# Exercices à résoudre
1/ Transcrivez fidèlement le passage du texte fourni en commençant à "La vie en avant, le" et en terminant à "l'épiderme, tu m'aimes?".
2/ Répondez brièvement à ces questions sur le texte fourni.
(a) Selon le texte, de quelle couleur sont les cercles irisés qui se dessinent contre les genoux ?
(b) Dans les poèmes de quel auteur se trouvent les pieds ?
(c) Quelle date précède la phrase sur la souffrance de savoir que tu en as aimé un autre ?

# Texte fourni
17 mars 2014

Au 35, numéro du bonheur.

La vie en avant, le nez dans le cosmos, les pieds dans les poèmes de Michaux, les doigts pleins de sucre, de confiture, de pollen et de délicatesse. Mon corps se joue de nous. La peau ondoyant comme la surface plane d'un lac, des cercles irisés se dessinent contre mes genoux, bleus, violets, je me cogne anormalement. Lorsqu'on vit les yeux rivés sur autre chose, un autre espace, forcément, on se heurte aux tables basses, aux chaises, aux bibliothèques, aux banc, aux gens, au temps. Dis, même avec des circonvolutions de sang cristallisées sous l'épiderme, tu m'aimes?

13 mars 2014

"La souffrance de savoir que tu en as aimé un autre avant moi..."

# Données extraites
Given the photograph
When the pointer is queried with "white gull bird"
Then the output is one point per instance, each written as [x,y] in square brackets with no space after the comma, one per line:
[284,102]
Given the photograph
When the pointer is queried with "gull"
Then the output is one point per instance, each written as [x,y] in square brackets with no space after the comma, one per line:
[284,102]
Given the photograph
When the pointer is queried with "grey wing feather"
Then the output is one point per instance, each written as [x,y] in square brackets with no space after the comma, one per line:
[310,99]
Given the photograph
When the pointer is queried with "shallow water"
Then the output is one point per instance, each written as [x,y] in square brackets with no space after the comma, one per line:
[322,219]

# Liste des solutions
1/
La vie en avant, le nez dans le cosmos, les pieds dans les poèmes de Michaux, les doigts pleins de sucre, de confiture, de pollen et de délicatesse. Mon corps se joue de nous. La peau ondoyant comme la surface plane d'un lac, des cercles irisés se dessinent contre mes genoux, bleus, violets, je me cogne anormalement. Lorsqu'on vit les yeux rivés sur autre chose, un autre espace, forcément, on se heurte aux tables basses, aux chaises, aux bibliothèques, aux banc, aux gens, au temps. Dis, même avec des circonvolutions de sang cristallisées sous l'épiderme, tu m'aimes?

2/
(a) Bleus et violets.
(b) Michaux.
(c) Le 13 mars 2014.